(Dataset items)
"""
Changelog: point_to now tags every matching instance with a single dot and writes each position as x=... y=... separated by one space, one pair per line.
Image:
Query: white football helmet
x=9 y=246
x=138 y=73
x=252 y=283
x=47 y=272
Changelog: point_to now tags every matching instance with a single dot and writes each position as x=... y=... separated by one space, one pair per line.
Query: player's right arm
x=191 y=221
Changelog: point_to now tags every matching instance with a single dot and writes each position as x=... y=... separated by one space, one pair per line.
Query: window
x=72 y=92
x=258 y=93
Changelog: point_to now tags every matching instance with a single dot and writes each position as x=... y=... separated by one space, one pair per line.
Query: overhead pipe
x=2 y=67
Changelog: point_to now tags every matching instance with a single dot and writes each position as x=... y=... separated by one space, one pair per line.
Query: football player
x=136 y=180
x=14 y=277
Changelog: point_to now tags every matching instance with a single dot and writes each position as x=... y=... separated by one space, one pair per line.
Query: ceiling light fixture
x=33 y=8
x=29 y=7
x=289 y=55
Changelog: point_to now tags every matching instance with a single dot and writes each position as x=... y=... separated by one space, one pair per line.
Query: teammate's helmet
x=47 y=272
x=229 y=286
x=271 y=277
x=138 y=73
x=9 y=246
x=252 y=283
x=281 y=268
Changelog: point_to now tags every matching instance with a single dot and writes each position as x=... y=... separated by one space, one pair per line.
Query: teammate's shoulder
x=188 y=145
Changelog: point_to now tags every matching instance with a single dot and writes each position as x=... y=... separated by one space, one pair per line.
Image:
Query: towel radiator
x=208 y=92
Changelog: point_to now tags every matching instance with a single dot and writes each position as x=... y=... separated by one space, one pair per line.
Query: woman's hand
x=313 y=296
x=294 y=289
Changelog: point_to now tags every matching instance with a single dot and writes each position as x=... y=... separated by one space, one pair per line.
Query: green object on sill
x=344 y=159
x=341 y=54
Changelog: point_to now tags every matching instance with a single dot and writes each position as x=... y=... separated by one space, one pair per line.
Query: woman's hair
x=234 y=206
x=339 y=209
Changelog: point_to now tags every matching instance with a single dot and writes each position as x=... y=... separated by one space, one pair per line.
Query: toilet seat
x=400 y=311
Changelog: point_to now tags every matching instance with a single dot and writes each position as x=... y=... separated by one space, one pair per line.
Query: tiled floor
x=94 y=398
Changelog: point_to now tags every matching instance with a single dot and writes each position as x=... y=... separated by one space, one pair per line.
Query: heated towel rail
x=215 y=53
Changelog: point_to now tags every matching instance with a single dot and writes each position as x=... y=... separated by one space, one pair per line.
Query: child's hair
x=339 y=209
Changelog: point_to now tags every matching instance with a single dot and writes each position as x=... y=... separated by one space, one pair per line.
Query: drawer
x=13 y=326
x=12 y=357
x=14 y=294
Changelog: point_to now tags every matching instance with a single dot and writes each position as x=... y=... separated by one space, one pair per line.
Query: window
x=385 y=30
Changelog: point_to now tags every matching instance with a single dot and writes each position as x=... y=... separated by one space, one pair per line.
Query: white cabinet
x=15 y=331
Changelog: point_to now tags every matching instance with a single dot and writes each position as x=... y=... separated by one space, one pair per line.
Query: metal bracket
"""
▶ Job
Pick out every line of the data above that contains the string "helmet", and copy each of those lines.

▶ Output for this exercise
Query: white football helmet
Query: teammate's helmet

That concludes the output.